* Des manifestations à travers le pays

* Demande de libération de l'opposant Alexeï Navalny

* Le Kremlin estime que les manifestations sont illégales

par Tom Balmforth, Gabrielle Tétrault-Farber et Andrew Osborn

MOSCOU, 23 janvier (Reuters) - Les forces de l'ordre russes ont arrêté plus de 350 personnes samedi, à Moscou, dans l'Extrême-Orient et en Sibérie, alors que des manifestants, bravant les températures extrêmes et les injonctions du gouvernement, participaient à un mouvement national de mobilisation pour réclamer la libération de l'opposant Alexeï Navalny.

Alexeï Navalny a été arrêté dimanche dernier et emprisonné pour violation présumée de sa liberté conditionnelle, après être rentré en Russie pour la première fois depuis son empoisonnement par un agent neurotoxique.

-*-*-

• À compléter:
- a) D'après l'extrait sur les manifestations en Russie, combien de personnes les forces de l'ordre ont-elles arrêtées samedi ?
- b) Rédigez la suite de l'extrait sur les manifestations en Russie, s'il vous plaît, en partant de sa dernière phrase.

• Lignes fournies:
-*-*-

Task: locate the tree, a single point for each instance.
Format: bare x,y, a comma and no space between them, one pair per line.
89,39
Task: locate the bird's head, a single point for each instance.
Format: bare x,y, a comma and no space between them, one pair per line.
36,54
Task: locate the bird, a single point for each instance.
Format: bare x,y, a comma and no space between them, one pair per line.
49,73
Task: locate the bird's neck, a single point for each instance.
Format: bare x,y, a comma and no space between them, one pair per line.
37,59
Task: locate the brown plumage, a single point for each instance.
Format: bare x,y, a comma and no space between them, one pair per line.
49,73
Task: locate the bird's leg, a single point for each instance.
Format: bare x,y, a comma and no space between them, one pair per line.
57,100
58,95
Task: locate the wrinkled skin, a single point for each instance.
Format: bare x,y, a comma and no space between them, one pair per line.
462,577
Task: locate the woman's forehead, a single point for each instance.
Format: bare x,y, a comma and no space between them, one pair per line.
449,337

-*-*-

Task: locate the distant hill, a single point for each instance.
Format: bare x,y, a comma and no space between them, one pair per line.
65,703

-*-*-

• Résultats de l'exercice:
- a) Plus de 350 personnes.

- b)
L'opposant, qui avaient anticipé une probable arrestation, avait exhorté ses partisans avant son retour à participer à des manifestations répétées, dont une samedi.

A Moscou, la police a arrêté au moins une centaine de manifestants avant que la manifestation - prévue à 11h00 GMT (12h00 heure française) - ne commence, en les regroupant dans des vans.

Quelque 1.000 personnes s'étaient rassemblées en fin de matinée. Il était possible d'entendre certains crier : "Poutin est un voleur" et "Honte à vous", alors que la police tentait de dissoudre les attroupements.

La police a notamment interpellé Lyubov Sobol, proche ami d'Alexeï Navalny, selon ce qu'a observé un reporter de Reuters.

Des images vidéo montrent par ailleurs des policiers courir après des manifestants dans les rues de Khabarovsk, plus grande ville de l'Extrême-Orient russe, alors que les températures avoisinaient les -14 degrés Celsius. Il était possible d'entendre les manifestants scander : "Bandits".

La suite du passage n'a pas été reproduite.